**Natural-language object grounding data**
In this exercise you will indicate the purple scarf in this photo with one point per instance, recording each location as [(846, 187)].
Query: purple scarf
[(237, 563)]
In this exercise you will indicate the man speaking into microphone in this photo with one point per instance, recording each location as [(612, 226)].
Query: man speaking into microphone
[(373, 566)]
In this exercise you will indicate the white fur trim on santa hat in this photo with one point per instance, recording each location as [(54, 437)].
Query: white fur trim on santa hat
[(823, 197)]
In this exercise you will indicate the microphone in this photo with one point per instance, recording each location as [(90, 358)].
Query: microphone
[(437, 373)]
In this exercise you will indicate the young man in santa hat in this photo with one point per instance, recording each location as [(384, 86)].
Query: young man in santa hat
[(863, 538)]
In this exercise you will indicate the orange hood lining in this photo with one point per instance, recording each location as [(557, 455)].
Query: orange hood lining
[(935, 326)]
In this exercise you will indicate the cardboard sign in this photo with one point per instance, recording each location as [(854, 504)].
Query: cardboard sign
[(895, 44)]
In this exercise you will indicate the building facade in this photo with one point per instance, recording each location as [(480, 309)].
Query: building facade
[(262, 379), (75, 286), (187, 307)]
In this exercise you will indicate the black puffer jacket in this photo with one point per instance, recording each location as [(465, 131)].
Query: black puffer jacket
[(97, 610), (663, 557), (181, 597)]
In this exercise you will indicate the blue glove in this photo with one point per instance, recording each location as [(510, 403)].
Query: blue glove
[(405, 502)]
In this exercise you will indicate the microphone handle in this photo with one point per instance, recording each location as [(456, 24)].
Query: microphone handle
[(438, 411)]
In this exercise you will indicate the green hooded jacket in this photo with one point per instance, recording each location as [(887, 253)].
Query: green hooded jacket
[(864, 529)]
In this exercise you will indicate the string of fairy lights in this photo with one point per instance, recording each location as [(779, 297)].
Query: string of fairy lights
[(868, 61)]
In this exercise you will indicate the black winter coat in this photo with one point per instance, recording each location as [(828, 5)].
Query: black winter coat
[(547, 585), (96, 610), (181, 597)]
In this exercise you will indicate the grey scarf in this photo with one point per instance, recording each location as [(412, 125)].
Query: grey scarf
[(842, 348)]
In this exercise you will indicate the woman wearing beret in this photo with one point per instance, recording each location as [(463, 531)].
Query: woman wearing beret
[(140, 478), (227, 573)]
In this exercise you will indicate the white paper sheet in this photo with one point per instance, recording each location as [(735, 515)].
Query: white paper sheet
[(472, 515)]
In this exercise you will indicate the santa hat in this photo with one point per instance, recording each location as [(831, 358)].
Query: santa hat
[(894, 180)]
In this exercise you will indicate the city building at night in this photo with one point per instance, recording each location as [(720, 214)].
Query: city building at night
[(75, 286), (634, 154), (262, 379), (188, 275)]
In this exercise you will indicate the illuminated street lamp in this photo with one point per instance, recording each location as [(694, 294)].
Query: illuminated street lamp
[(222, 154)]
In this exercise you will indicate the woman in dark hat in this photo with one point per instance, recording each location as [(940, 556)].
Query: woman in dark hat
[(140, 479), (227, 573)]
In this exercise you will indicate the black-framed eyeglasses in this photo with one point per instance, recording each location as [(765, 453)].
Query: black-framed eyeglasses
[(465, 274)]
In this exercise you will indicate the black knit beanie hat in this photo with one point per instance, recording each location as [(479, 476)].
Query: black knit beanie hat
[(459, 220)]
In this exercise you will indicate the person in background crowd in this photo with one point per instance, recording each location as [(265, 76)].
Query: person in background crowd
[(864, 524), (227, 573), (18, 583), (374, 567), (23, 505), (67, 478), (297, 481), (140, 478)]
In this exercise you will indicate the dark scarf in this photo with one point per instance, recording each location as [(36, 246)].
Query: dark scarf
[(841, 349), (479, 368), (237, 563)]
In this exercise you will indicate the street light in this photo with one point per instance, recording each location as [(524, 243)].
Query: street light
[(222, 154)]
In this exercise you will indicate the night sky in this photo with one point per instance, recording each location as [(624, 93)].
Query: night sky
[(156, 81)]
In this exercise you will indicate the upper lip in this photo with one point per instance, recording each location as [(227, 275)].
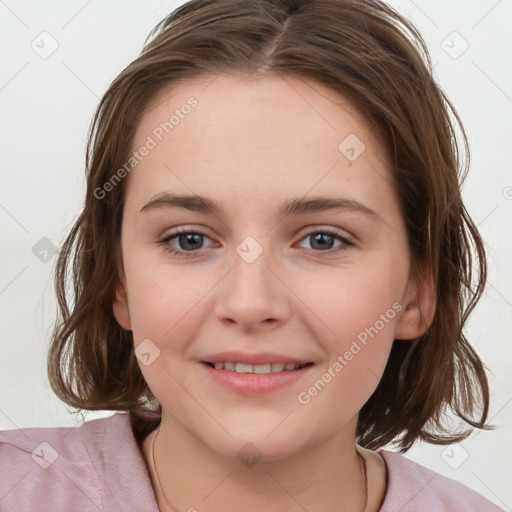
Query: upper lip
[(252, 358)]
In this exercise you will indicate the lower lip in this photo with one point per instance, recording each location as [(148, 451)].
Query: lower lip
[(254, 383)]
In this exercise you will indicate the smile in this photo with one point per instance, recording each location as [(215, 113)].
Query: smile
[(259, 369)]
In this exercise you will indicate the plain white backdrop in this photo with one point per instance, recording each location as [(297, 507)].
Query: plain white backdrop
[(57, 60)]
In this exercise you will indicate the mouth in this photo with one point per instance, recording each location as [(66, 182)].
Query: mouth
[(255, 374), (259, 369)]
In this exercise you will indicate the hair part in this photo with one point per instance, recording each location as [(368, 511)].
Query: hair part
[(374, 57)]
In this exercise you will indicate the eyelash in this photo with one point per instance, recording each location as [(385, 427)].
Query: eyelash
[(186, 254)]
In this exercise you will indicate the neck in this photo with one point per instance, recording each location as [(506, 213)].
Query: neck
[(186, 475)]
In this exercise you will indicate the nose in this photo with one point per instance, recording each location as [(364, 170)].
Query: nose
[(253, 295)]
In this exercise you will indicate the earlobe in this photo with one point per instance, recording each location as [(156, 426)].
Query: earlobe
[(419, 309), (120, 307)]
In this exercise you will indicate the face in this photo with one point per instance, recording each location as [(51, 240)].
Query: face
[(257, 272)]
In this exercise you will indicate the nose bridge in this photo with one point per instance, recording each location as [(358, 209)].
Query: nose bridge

**WORK TASK**
Beginning at the line with "In this exercise you will indicate the person" and ending at the line with "In this exercise you will indicate the dark", reproduce each line of the data above exactly, and add no other lines.

**RESULT FOR THIS TASK**
In this exercise you will indicate the person in background crowd in this photo with one point per instance, recording each location as [(265, 76)].
Query: person in background crowd
[(864, 524), (227, 573), (18, 583), (374, 567), (23, 505), (67, 478), (297, 481), (140, 478)]
In this exercise you will indicate the dark scarf in this photo with one point per instance, recording each location as [(36, 246)].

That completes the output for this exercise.